Restate all of the entries exactly. Any picture in them should be skipped.
>>
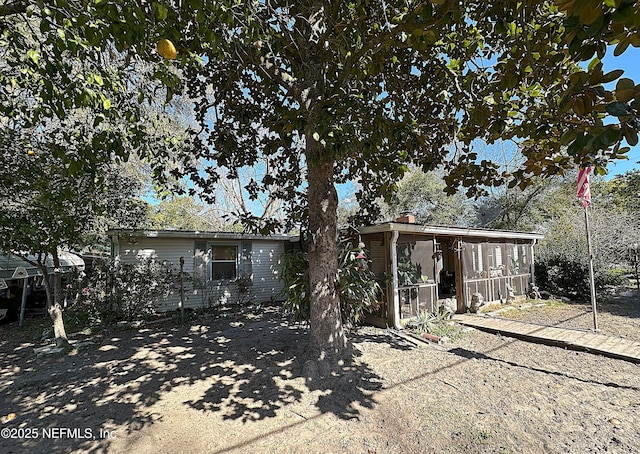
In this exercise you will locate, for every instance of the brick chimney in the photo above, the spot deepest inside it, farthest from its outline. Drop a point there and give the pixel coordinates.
(407, 218)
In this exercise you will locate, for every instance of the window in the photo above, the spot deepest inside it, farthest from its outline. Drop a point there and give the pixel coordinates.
(224, 262)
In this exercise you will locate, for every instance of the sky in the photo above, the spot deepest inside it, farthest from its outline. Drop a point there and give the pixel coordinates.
(630, 63)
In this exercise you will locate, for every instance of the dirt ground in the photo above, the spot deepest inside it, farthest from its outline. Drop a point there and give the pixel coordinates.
(234, 383)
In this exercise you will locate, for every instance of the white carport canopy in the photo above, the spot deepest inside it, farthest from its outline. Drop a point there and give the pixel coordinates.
(13, 266)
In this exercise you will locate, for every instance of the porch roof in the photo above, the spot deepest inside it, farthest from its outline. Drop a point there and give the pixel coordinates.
(409, 228)
(205, 235)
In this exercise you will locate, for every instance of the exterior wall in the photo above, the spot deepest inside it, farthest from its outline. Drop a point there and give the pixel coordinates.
(265, 262)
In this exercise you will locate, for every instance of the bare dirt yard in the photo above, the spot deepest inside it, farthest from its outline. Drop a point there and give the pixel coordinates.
(234, 383)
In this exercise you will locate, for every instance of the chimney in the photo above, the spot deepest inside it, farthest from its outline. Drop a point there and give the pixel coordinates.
(407, 218)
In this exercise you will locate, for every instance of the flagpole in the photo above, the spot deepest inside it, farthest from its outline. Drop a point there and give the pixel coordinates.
(591, 280)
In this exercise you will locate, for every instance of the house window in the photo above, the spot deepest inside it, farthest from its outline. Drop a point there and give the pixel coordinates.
(224, 262)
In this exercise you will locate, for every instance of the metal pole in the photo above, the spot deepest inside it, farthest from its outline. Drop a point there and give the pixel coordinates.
(591, 280)
(182, 288)
(23, 303)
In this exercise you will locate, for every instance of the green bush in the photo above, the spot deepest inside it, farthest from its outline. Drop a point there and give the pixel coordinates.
(567, 277)
(125, 291)
(358, 287)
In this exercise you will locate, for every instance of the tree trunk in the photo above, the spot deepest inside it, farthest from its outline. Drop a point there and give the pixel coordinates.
(327, 338)
(54, 299)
<<
## EXERCISE SOLUTION
In this exercise you will locate, for every instance of the brick chimney in the photo above, the spot deepest inside it, farthest from its outline. Drop a point there and give the pixel coordinates.
(407, 218)
In this exercise you will locate, for every instance of the window in the photo above, the spot deepest inside it, farthest from its outline. Drop a point there and give the pixel coordinates.
(224, 262)
In this exercise you will locate, for every instance of the sky in the photo above, the spot deepest inside it, farthest from its outline. Drop a point there and give the pixel coordinates.
(630, 63)
In this exercise you will locate, for every instance of the dirt ground in the photo above, the spot deepest inside it, farthest from its outline. Drop a point there and give the pixel coordinates.
(234, 383)
In this exercise you will locate, for every instance of the white carport canopy in the photo above, the spot deepest inside it, farthest from its outline. Drop a point there and give the pixel coordinates.
(13, 266)
In this exercise you will locate, for every instance of the porch roof in the photo above, the spot deepest inside it, farthest from its outline. Drop a point there and give the pixel coordinates.
(409, 228)
(205, 235)
In this exercise you will locate, for every instance of the exterior wall in the photo above, the spot deepest inside it, farthest from its outline. Drop a point there and give the pixel coordinates.
(265, 262)
In this exercise you will locate, for every instance of the bare dirt yard in the photo above, the spot deepest inside it, farthest from its outline. Drop a point there and give the pixel coordinates.
(234, 383)
In this exercise you will locate, for every instance of the chimney in the photo above, the spot deepest inside it, farthest from its outline. Drop a point there and give the pixel coordinates.
(407, 218)
In this exercise you will locate, for every instance of the flagpole in the photo above, the spot deepest inside it, farthest from its outline. Drop a point there and give the pixel coordinates.
(591, 280)
In this exercise you will locate, for every instance of the house window in the photo above, the spot deepest inside it, farthest from its outline. Drop a point there and give the pixel coordinates.
(224, 262)
In this exercise you will locate, for every instance of the metal pole in the photo above, the spot deepest inside it, farthest from its outline. Drop a point there and give the pixel coordinates.
(591, 280)
(182, 288)
(23, 303)
In this exercise you will locate, for every instance of the green bush in the photo above, the spot deepest inside it, farthest from its outline. Drop a point there and give the pixel coordinates.
(567, 277)
(125, 291)
(358, 287)
In this exercise you will locate, for every instance of the tree trunk in the photo above, the spot deepest inside it, farthest from its outline. Drop a point there and give the pixel coordinates.
(327, 338)
(54, 299)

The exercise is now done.